TASK: Without the pictures, can you quote each line below exactly?
★ ★ ★ ★
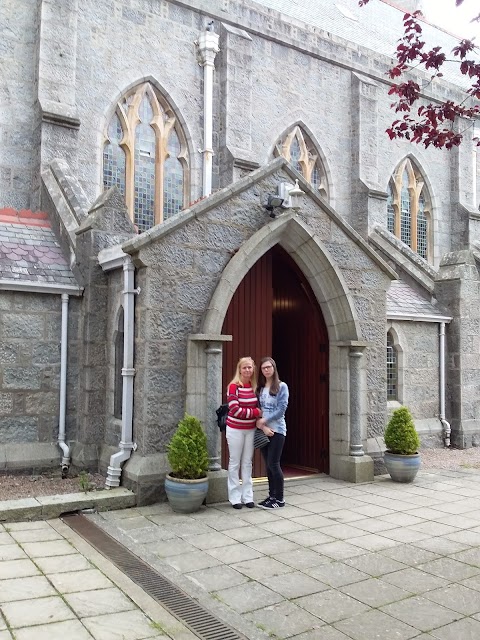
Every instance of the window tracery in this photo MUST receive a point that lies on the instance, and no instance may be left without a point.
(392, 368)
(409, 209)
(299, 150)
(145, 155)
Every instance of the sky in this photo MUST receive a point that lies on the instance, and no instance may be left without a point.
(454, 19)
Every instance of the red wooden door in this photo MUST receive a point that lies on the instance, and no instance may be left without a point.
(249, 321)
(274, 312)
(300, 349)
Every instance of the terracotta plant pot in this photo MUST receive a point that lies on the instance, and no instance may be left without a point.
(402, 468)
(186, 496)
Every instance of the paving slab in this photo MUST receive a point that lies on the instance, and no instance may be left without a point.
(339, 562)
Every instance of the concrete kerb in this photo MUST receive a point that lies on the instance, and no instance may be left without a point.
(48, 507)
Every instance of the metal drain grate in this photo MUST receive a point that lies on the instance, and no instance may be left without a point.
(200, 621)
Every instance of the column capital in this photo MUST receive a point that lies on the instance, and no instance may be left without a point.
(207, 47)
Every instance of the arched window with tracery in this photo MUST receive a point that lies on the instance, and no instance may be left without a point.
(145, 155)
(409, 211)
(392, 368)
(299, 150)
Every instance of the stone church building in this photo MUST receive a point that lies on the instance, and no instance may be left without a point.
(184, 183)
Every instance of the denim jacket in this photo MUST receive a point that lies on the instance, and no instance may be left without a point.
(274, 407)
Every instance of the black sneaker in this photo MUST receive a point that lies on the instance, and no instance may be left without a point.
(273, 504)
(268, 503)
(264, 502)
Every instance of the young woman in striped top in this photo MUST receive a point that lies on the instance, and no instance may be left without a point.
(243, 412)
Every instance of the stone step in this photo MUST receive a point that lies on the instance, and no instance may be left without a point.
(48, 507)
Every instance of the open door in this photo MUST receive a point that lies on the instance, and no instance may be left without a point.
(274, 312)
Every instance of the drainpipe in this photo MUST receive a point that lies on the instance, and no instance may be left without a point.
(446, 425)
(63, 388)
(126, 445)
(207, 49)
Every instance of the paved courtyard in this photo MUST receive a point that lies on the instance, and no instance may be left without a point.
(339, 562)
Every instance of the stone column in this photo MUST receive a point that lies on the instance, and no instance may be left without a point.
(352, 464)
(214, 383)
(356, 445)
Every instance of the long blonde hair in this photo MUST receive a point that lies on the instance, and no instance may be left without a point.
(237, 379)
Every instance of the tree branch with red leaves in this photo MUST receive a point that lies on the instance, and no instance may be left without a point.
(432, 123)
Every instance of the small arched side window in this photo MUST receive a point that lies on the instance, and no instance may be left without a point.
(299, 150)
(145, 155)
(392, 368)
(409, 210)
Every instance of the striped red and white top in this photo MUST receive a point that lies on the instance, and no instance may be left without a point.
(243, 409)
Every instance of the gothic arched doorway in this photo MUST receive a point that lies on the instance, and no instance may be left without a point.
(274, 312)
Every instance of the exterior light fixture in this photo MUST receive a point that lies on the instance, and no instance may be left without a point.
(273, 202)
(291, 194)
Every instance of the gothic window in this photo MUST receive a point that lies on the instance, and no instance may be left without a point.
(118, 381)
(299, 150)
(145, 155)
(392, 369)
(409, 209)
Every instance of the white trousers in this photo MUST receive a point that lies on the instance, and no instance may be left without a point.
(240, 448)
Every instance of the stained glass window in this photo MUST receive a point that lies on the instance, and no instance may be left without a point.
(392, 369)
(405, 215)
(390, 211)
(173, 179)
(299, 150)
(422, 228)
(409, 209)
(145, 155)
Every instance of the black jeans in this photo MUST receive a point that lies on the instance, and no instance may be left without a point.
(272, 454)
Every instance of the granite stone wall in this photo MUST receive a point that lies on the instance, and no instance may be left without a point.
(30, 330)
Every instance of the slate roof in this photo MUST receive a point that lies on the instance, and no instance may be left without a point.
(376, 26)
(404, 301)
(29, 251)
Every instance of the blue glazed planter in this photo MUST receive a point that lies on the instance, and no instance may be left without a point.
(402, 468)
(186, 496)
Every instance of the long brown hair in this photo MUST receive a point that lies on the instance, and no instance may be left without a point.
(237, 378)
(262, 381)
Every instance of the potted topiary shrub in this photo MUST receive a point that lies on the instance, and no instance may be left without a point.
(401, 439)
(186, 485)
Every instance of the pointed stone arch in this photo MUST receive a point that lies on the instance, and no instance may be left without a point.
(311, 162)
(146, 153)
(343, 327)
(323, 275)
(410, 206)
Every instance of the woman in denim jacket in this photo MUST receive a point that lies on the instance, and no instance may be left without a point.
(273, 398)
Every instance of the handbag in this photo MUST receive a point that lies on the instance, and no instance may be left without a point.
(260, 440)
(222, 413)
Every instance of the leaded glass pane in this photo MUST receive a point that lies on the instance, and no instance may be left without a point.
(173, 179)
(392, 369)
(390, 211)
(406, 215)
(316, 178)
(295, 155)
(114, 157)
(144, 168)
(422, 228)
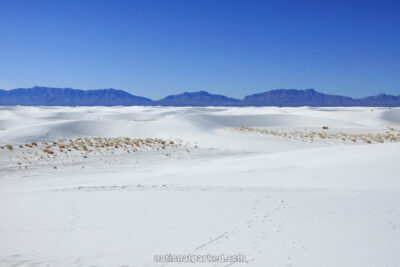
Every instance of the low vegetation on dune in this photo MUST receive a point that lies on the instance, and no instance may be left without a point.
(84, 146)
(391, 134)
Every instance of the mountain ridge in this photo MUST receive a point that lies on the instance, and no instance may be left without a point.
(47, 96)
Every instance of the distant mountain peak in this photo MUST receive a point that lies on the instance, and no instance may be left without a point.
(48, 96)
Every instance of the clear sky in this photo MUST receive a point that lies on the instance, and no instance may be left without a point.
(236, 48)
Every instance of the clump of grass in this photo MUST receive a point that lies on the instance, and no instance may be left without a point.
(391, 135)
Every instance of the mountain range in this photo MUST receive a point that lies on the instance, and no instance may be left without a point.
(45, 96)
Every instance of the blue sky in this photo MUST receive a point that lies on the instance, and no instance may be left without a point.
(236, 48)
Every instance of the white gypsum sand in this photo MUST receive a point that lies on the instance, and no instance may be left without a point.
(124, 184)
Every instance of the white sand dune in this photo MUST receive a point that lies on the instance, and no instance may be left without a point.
★ ★ ★ ★
REPLY:
Every instance of the window tracery in this photo MUST receive a point that lies on the instance, and no instance may be left without a point.
(392, 368)
(409, 209)
(299, 150)
(145, 155)
Every instance of the sky in this photo MUST receive a point that lies on the instance, and no instance may be left without a point.
(454, 19)
Every instance of the red wooden door in this photo MUST receive a point that lies on the instance, and no instance may be left without a point.
(249, 321)
(274, 312)
(300, 349)
Every instance of the terracotta plant pot in this photo MUST receive a point that lies on the instance, and no instance may be left without a point.
(402, 468)
(186, 496)
Every instance of the paving slab in this photo MUST receive a point that lies on the instance, and no instance may be left without a point.
(339, 562)
Every instance of the concrete kerb in this photo MUST receive a point that lies on the instance, and no instance may be left without a point.
(48, 507)
Every instance of the metal drain grate in this photo MUST receive a point that lies on the instance, and no instance may be left without a point.
(200, 621)
Every instance of the column capital in this photo MUST receive a point that lies on the instance, and no instance may be left without a point.
(207, 47)
Every instance of the arched window with tracery in this photo MUST receive a point that lies on the instance, and no instance may be left without a point.
(145, 155)
(409, 211)
(392, 368)
(299, 150)
Every instance of the stone church building in this photo MUST receive a point that lies on the instance, and no instance may be left without a point.
(184, 183)
Every instance of the denim jacket in this photo MUST receive a point that lies on the instance, and no instance may be left without a point.
(274, 407)
Every instance of the black sneaker in this photo MUST receive a point that lies on the instance, and no instance may be left without a point.
(273, 504)
(268, 503)
(264, 502)
Every instance of the young woman in striped top in this photo MUST receive a point that lies on the instance, and no instance may be left without a point.
(243, 412)
Every instance of the stone step in this photo MUST receive a point that lies on the instance, and no instance may be left without a point.
(48, 507)
Every instance of the open door in this photo MUST receive a point that lies on the instance, and no instance may be left without a point.
(274, 312)
Every instance of the drainpipe in this photo MUST receive a point that lies on the instance, and no instance may be left without a point.
(446, 425)
(63, 388)
(126, 445)
(207, 49)
Every instance of the paved courtyard in this photo MUST receive a point that lies on the instance, and no instance may be left without a point.
(339, 562)
Every instance of the stone column in this photo MUST receive a point that lies on the instance, and no instance may be left without a point.
(352, 464)
(214, 383)
(356, 445)
Every instance of the long blonde hair in this photo MUST receive a point that lies on the instance, and no instance may be left without a point.
(237, 379)
Every instance of the tree branch with red leaves in this photo MUST receive a point that lies on the instance, and no instance may be left without a point.
(432, 123)
Every instance of the small arched side window in this photo MUST receive a point that lies on the instance, and no instance may be left without a point.
(299, 150)
(145, 155)
(392, 368)
(409, 210)
Every instance of the striped red and white top in this photo MUST receive a point that lies on the instance, and no instance may be left without a point.
(243, 409)
Every instance of the gothic arched doorway in this photo MUST receive a point that lies on the instance, and no instance may be left without a point.
(274, 312)
Every instance of the exterior light fixture in this photo MUST receive a point that lies on the instance, and no instance may be left without a point.
(273, 202)
(291, 194)
Every instance of the gothic window in this photo MUST receive a point that lies on the instance, and no instance may be left without a point.
(118, 381)
(299, 150)
(145, 155)
(392, 369)
(409, 209)
Every instance of the white trousers in this photo MUST receive a point that lies on the instance, and no instance may be left without a point.
(240, 448)
Every instance of the stained glass window in this photo MUST receive a point that lies on the instance, and no instance may be left without a point.
(392, 369)
(405, 215)
(390, 211)
(173, 179)
(299, 150)
(422, 228)
(409, 209)
(145, 155)
Every instance of the black jeans in this photo MUST receive a point that lies on the instance, and no instance may be left without a point.
(272, 454)
Every instance of the granite stone wall in this photo MUST receive a point that lies on the instance, and no instance may be left without a point.
(30, 330)
Every instance of the slate roof in this photo MUST receive a point that lies on the instance, and no instance may be left without a point.
(376, 26)
(404, 301)
(29, 251)
Every instance of the blue glazed planter in this photo MUST receive a point that lies on the instance, and no instance may be left without a point.
(402, 468)
(186, 496)
Every instance of the long brown hair in this photo MUST receive a point that lies on the instance, and no instance may be left without a point.
(237, 378)
(262, 381)
Every instance of the potted topiary shrub in this photo MUST receive a point that lies on the instance, and no instance may be left without a point.
(401, 439)
(186, 485)
Every instance of the pointed stone arch in this photo MUST receive a point that lies on the instance, and no instance may be left without a point.
(311, 162)
(146, 153)
(343, 327)
(323, 275)
(410, 206)
Every instance of the woman in denim jacket in this photo MUST receive a point that lies on the instance, and no instance may be left without a point.
(273, 398)
Every instance of the handbag in this photo MUST receive a point that lies on the instance, and no instance may be left without a point.
(260, 440)
(222, 413)
Every instance of the leaded glass pane in this photo MUST receive a point that lies on the instance, and no instance may be left without a point.
(173, 179)
(392, 369)
(390, 211)
(406, 215)
(316, 178)
(295, 155)
(114, 157)
(144, 168)
(422, 228)
Every instance of the low vegetation on dune in this photo MUST receive a point that lies on the instance, and no instance may be left without a point.
(84, 146)
(391, 134)
Every instance of the mountain ridge in this photo MUST receive a point that lies on the instance, and no instance may be left without a point.
(47, 96)
Every instance of the distant mountain peak in this photo MUST receive a point that lies on the instance, and no instance may be left without a point.
(48, 96)
Every instance of the clear sky in this photo MUST receive a point that lies on the instance, and no instance may be left without a point.
(236, 48)
Every instance of the clump of grass in this photo MUST receive a point that lies on the instance, and no instance may be left without a point.
(391, 135)
Every instance of the mountain range in this photo MUST receive a point that lies on the instance, and no instance may be left without a point.
(45, 96)
Every instance of the blue sky in this photo MUST receive a point that lies on the instance, and no instance may be left without a point.
(236, 48)
Every instance of the white gypsum sand in this photo MUST receive a point that lies on the instance, and no instance may be left without a point.
(124, 184)
Every instance of the white sand dune in this photo MUST receive a point that lies on the instance, and no instance may be left without a point.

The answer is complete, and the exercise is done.